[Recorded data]
_ _ _ _ _ _ _
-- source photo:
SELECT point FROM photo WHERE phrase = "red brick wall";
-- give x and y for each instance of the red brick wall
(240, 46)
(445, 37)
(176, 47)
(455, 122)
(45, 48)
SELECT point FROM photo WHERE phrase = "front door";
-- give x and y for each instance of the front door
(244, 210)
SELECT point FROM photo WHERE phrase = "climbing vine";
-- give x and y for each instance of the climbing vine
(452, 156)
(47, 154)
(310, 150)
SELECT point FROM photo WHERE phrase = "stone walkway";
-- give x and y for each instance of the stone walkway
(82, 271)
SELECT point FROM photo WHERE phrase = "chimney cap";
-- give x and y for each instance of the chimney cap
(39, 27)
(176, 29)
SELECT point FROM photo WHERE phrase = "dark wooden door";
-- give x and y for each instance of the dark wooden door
_ _ _ _ _ _ _
» **WHAT YOU SHOULD DO**
For this exercise, restate every record word for word.

» **REPLY TO THE TASK**
-- source photo:
SELECT point FROM photo WHERE phrase = "red brick wall";
-- give x and y for each instance of the red brick wall
(240, 46)
(445, 37)
(176, 47)
(455, 122)
(45, 48)
SELECT point FROM photo WHERE phrase = "front door";
-- give x and y for each instance of the front door
(244, 210)
SELECT point FROM photo WHERE phrase = "climbing vine";
-- give x and y for each instance of the climbing vine
(452, 156)
(47, 154)
(310, 150)
SELECT point FROM photo WHERE phrase = "stone walkway";
-- give x and y for each instance of the stone walkway
(82, 271)
SELECT point FROM photo WHERE phrase = "chimney cap";
-- give x and y for each instance of the chimney cap
(39, 27)
(176, 29)
SELECT point FROM photo WHERE phrase = "dark wooden door";
-- give x and y for each instance of the dark wooden door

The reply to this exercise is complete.